Reproduce every line of the items below, starting at the line containing "Locate every instance of the red shorts" and ending at the line containing "(503, 1068)". Offset each answer coordinate by adding 112 to both of its numbers, and leave all other text unchanged.

[Begin INPUT MATERIAL]

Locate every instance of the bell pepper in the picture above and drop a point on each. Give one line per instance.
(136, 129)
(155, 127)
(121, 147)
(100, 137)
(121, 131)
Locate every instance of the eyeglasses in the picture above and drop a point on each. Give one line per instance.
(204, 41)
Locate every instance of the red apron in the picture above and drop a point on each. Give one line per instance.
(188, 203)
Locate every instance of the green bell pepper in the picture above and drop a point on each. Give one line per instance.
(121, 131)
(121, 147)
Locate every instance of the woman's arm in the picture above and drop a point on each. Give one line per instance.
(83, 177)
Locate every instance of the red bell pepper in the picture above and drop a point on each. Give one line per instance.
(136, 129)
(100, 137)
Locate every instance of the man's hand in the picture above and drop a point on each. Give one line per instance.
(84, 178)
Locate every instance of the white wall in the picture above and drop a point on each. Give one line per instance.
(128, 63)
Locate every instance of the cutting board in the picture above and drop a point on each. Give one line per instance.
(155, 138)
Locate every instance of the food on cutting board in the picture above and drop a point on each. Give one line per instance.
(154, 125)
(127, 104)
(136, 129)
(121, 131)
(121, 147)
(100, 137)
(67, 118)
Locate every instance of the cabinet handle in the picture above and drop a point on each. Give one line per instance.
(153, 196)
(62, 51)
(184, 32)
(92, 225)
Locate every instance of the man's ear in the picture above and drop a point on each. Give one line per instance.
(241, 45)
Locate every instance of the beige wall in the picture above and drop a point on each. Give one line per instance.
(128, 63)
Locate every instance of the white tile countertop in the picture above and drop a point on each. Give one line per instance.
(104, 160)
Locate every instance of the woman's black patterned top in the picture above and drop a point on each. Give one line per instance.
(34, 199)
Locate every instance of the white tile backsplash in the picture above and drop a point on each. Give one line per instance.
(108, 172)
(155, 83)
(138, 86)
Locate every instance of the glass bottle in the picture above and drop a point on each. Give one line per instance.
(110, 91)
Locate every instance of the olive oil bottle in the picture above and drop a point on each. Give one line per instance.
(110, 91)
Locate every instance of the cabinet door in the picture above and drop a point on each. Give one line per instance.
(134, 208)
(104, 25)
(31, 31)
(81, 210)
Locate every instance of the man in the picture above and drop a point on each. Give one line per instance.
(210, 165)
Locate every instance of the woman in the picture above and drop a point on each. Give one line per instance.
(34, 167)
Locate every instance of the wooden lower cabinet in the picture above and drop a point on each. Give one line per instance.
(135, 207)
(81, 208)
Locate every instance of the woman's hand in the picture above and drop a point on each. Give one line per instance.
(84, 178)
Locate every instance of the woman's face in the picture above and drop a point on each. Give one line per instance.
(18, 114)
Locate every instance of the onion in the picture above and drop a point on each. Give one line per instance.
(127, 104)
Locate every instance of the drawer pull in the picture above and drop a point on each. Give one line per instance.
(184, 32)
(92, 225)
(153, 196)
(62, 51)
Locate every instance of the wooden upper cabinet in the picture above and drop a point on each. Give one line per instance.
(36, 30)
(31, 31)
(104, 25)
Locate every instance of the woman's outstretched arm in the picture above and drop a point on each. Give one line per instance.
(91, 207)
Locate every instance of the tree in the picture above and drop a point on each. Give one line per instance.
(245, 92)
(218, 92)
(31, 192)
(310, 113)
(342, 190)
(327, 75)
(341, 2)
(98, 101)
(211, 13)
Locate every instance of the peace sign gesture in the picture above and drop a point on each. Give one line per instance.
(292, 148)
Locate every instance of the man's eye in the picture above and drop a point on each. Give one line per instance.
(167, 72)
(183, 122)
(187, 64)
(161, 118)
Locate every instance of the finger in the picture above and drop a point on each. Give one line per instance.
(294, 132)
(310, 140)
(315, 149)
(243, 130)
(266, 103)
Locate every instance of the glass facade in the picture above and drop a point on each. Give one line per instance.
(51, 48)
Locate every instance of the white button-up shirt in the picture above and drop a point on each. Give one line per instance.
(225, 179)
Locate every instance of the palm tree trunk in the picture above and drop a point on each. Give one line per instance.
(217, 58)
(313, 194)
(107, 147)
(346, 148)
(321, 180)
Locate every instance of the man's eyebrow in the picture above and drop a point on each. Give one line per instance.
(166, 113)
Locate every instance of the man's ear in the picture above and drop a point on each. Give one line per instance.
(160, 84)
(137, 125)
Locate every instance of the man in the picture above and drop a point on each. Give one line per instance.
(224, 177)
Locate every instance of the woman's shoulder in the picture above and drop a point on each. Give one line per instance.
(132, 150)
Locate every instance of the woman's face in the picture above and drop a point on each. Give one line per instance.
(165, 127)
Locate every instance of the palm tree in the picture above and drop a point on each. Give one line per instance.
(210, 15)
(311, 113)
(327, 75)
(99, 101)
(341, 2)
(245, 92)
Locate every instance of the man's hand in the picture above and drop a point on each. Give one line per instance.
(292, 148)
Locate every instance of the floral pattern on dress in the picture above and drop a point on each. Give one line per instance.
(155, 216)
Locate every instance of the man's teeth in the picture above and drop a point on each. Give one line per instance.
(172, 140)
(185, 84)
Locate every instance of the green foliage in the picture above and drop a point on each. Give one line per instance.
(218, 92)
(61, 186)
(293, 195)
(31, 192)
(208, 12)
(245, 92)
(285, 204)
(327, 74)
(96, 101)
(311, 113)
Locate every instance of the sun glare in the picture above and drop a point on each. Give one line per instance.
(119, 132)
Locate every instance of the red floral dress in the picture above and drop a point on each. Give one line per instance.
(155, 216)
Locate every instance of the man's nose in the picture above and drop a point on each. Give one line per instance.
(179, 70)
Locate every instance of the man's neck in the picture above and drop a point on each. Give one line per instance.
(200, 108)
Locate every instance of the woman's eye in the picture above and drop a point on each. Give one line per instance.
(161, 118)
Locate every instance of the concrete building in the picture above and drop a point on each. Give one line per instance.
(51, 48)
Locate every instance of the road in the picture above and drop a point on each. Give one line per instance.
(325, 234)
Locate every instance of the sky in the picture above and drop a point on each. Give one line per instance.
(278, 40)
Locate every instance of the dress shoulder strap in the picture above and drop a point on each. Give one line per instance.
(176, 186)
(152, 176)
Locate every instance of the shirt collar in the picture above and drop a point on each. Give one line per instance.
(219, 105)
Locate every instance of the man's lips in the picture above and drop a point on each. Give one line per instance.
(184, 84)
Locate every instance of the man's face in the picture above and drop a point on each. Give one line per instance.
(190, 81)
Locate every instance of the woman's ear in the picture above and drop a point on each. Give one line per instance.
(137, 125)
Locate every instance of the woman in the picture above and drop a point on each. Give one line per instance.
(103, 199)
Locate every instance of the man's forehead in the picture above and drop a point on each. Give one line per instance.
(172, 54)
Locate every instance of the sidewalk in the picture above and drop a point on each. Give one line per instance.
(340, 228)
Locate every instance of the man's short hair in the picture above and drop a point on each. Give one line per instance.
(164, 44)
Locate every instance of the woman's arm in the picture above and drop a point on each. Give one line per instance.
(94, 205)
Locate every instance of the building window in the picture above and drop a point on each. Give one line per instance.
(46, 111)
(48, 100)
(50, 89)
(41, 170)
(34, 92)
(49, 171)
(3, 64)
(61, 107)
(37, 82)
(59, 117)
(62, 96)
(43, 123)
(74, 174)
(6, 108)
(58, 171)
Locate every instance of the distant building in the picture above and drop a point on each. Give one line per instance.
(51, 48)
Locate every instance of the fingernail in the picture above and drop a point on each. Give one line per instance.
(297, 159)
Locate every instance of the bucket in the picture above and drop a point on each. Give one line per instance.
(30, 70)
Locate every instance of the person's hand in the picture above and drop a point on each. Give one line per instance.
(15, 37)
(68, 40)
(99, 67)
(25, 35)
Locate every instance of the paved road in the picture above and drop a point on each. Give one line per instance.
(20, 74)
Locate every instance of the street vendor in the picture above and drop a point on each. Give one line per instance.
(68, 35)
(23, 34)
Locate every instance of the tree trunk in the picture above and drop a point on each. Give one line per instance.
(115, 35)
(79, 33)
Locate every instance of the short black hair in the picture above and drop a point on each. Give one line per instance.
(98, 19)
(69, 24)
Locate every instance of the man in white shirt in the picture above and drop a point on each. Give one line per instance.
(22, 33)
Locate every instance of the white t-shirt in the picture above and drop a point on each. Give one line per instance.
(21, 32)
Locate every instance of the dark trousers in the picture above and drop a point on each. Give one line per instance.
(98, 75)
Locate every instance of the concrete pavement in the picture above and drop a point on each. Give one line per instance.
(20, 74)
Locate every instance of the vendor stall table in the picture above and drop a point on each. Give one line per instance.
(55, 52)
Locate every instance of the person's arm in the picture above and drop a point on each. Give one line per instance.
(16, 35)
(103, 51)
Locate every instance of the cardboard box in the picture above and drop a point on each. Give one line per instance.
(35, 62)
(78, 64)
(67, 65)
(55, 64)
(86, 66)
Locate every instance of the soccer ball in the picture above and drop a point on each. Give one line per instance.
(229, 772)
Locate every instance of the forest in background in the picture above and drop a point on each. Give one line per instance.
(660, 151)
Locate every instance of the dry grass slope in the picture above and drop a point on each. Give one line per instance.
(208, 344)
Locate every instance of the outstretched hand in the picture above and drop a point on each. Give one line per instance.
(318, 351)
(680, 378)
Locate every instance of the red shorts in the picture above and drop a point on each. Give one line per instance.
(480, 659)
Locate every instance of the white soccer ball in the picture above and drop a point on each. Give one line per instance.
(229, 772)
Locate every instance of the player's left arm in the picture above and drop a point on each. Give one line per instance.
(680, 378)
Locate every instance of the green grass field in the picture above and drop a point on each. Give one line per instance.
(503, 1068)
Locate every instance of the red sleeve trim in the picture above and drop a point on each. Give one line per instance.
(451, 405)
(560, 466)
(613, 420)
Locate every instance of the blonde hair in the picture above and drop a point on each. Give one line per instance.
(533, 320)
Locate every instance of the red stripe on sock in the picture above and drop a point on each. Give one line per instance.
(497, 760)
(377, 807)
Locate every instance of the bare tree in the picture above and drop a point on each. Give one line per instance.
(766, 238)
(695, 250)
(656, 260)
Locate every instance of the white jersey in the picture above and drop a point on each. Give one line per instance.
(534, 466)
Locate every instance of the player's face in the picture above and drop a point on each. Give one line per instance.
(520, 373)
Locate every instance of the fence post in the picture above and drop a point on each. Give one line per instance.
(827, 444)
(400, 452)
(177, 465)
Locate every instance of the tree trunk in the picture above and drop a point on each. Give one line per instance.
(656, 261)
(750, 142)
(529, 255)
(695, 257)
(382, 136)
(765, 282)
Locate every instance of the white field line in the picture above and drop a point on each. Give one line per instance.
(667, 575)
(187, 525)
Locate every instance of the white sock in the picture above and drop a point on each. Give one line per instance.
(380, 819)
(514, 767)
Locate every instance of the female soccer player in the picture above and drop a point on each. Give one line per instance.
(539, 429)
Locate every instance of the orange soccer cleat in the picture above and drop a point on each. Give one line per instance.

[End INPUT MATERIAL]

### RESULT OF THE TASK
Locate every instance of the red shorts in the picture above and drop a point on each. Give one line per instance.
(592, 771)
Locate every instance of the white soccer ball in the picture above and drop a point on each. Give one line per instance.
(341, 884)
Locate every instance of the player's left arm in the picture above and drop a point on each. Give one line per instance.
(792, 490)
Locate every instance of the green grass field in the picture above and drop a point on each. Give one line per instance.
(615, 1180)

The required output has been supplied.